→ REQUIRED WORK
Pick out and copy every line of the rows below that contains the word "head". Case counts, so a line with the word in a different capitalization does not match.

→ RECORDS FOR THE TASK
========

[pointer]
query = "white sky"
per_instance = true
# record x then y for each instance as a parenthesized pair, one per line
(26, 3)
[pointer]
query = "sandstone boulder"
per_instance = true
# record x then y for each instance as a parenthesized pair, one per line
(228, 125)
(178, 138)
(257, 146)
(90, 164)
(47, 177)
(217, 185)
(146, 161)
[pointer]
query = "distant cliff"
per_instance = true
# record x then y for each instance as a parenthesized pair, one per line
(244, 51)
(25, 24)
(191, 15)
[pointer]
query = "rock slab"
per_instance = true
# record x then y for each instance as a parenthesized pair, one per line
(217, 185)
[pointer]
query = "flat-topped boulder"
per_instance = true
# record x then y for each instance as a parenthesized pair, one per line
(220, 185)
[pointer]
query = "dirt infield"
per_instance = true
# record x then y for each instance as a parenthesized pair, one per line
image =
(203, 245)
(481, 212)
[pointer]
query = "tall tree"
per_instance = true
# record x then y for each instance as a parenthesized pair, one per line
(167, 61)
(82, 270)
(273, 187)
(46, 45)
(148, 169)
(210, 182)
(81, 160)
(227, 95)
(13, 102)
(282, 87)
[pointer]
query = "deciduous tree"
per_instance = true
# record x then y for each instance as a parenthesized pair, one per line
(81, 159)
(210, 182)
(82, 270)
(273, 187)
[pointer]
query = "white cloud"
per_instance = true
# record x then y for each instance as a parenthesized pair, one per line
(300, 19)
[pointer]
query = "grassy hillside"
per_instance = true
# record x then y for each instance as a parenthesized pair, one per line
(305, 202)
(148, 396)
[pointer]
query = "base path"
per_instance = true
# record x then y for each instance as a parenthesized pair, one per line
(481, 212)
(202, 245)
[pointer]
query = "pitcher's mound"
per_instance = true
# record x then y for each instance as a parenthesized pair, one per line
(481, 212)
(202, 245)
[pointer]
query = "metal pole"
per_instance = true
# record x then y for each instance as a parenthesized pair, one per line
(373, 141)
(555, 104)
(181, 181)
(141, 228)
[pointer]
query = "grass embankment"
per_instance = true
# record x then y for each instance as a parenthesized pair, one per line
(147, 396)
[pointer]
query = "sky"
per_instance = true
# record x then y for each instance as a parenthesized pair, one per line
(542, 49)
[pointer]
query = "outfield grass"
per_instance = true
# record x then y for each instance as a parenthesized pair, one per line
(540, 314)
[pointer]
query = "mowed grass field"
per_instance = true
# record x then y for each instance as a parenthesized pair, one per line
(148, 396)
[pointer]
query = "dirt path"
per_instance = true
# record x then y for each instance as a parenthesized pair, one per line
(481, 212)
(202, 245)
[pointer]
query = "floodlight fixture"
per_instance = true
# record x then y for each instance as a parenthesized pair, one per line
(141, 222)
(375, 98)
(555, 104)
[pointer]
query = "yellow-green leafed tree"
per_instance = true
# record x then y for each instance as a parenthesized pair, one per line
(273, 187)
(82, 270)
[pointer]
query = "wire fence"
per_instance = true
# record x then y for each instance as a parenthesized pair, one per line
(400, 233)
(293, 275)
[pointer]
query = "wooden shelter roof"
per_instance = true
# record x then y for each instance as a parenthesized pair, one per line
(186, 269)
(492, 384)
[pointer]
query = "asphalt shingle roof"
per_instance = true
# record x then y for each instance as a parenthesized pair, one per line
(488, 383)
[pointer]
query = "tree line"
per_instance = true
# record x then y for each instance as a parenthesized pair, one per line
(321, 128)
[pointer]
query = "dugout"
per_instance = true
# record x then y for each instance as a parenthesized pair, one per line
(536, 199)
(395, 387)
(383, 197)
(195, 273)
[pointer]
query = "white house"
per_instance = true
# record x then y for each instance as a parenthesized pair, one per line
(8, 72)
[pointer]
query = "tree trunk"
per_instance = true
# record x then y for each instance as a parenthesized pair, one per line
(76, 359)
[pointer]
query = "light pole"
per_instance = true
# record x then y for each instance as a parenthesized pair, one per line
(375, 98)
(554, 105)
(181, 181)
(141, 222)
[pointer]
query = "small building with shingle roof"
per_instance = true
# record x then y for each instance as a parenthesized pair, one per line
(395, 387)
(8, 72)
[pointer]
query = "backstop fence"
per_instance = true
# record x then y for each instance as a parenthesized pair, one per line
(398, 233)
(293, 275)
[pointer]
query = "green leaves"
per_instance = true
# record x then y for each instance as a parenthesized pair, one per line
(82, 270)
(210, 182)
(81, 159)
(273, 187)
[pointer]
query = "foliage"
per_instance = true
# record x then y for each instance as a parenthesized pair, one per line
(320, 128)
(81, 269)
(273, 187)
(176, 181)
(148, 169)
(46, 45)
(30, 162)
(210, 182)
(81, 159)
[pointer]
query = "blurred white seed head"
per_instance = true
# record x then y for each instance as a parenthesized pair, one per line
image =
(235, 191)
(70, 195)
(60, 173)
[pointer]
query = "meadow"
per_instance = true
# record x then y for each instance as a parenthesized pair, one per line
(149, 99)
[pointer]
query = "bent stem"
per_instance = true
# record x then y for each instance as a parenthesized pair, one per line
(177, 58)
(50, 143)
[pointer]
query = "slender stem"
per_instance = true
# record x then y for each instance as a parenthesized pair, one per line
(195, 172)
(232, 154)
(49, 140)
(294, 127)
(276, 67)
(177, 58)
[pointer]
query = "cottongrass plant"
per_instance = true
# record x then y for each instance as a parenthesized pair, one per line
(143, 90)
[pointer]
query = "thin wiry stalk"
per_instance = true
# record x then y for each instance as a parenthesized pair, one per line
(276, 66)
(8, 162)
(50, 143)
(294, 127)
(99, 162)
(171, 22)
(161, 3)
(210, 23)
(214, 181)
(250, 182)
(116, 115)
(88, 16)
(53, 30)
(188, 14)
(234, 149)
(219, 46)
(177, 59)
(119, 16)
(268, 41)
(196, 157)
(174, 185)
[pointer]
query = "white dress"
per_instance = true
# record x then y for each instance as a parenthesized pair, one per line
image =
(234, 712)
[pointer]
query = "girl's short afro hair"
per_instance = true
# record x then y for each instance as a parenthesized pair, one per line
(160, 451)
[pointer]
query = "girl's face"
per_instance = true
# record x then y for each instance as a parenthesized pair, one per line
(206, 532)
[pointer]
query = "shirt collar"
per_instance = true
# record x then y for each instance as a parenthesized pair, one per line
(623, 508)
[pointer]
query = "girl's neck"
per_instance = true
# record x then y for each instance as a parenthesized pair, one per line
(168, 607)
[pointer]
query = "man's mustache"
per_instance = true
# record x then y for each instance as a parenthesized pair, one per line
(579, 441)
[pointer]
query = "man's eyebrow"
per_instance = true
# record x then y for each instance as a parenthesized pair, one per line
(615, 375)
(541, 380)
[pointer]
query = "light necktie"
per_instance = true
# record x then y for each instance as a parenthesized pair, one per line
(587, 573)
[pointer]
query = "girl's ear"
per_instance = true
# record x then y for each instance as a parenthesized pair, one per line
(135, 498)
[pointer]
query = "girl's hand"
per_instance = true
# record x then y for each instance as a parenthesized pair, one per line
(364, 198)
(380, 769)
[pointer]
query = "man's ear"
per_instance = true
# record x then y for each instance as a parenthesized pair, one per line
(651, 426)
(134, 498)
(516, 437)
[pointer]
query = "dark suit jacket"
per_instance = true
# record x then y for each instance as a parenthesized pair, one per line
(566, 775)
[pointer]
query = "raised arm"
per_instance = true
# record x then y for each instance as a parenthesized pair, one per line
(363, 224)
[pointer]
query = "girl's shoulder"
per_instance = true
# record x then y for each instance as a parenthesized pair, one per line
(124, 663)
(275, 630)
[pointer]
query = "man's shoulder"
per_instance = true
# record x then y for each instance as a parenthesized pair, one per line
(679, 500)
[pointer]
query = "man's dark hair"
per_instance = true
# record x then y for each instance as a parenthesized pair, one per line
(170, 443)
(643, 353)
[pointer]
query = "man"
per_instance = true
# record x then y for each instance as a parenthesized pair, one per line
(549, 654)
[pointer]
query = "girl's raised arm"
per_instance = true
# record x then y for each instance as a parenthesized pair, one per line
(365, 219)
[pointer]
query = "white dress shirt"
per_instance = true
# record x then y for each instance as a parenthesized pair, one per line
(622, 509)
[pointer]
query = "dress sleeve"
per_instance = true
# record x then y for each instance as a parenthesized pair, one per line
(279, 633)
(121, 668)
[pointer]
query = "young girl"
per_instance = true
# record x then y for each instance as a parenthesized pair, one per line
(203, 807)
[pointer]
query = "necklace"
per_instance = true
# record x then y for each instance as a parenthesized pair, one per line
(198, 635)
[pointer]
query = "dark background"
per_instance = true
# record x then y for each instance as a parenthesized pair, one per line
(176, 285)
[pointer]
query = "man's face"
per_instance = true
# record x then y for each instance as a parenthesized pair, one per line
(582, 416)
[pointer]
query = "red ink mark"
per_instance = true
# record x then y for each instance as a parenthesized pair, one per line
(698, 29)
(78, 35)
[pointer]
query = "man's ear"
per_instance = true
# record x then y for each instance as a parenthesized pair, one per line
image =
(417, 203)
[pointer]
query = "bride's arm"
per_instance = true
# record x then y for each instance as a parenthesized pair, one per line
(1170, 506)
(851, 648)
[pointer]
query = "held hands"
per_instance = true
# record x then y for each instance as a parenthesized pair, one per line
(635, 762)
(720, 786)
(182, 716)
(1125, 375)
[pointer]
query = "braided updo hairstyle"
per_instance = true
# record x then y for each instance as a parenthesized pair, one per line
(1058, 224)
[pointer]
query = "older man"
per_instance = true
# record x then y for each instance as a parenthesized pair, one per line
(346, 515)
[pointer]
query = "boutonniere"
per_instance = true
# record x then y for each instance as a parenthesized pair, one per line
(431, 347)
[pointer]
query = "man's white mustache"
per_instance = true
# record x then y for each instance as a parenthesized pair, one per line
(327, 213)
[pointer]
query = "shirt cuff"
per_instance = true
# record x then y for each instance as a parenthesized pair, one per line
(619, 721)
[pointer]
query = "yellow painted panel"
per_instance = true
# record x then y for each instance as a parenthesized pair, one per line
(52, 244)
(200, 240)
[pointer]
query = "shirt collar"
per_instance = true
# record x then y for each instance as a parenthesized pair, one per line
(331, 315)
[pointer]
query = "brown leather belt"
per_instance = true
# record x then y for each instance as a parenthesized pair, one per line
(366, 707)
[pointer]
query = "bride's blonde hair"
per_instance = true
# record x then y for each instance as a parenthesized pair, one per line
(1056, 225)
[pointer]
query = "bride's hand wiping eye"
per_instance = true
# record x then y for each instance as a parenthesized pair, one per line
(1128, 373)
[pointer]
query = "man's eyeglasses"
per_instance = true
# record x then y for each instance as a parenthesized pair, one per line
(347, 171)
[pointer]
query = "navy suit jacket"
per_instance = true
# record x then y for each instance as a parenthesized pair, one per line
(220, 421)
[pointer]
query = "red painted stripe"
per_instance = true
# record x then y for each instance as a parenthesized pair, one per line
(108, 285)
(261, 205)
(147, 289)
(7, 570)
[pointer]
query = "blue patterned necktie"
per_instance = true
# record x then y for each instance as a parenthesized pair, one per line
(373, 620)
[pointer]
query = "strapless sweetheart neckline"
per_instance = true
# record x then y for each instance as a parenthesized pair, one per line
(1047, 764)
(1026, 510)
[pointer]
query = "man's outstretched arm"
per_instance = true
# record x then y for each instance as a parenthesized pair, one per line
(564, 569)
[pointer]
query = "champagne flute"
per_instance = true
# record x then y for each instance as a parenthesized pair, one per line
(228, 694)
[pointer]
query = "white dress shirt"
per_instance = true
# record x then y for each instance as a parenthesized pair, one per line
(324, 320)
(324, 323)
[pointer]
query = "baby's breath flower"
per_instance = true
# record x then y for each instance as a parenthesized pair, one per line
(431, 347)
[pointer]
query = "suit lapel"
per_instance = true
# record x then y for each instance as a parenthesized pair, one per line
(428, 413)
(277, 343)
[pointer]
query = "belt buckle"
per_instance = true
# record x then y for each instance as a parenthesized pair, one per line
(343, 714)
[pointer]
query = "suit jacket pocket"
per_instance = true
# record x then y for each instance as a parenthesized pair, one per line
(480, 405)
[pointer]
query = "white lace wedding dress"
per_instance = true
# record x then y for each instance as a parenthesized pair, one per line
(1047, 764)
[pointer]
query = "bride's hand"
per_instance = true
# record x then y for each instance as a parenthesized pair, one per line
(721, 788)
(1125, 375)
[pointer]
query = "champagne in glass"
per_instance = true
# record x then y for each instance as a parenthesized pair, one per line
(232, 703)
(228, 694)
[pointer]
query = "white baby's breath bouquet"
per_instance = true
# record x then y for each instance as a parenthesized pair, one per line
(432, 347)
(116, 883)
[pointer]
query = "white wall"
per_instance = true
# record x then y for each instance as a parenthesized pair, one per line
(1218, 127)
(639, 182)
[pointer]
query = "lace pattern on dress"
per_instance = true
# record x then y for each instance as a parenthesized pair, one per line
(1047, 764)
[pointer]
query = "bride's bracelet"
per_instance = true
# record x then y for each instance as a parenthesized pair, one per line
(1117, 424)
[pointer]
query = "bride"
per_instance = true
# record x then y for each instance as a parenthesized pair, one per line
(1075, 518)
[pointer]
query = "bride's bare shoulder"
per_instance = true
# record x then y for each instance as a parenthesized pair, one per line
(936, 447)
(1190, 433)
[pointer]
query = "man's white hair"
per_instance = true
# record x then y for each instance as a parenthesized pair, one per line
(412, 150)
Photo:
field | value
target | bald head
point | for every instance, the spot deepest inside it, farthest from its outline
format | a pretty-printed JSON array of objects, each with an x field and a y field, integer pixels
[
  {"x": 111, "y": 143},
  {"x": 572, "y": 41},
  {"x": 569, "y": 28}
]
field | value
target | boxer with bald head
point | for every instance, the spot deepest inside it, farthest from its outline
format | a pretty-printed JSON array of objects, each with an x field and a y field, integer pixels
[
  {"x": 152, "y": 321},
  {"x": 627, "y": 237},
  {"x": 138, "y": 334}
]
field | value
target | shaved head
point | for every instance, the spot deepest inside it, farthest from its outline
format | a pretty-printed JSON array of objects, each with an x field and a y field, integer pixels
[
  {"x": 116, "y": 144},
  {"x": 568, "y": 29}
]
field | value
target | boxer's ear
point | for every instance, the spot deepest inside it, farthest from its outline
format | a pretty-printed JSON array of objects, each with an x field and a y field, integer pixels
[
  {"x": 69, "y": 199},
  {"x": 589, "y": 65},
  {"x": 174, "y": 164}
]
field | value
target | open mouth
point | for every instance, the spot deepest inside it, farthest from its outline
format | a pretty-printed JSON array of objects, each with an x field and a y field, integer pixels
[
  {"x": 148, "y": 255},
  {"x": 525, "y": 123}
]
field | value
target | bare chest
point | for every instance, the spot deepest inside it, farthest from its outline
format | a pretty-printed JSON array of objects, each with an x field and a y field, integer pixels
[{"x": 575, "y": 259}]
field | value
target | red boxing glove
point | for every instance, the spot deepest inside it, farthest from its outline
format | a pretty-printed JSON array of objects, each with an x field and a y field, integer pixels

========

→ EXPECTED ANSWER
query = "blurred white seed head"
target | bald head
target | boxer with bald head
target | shaved head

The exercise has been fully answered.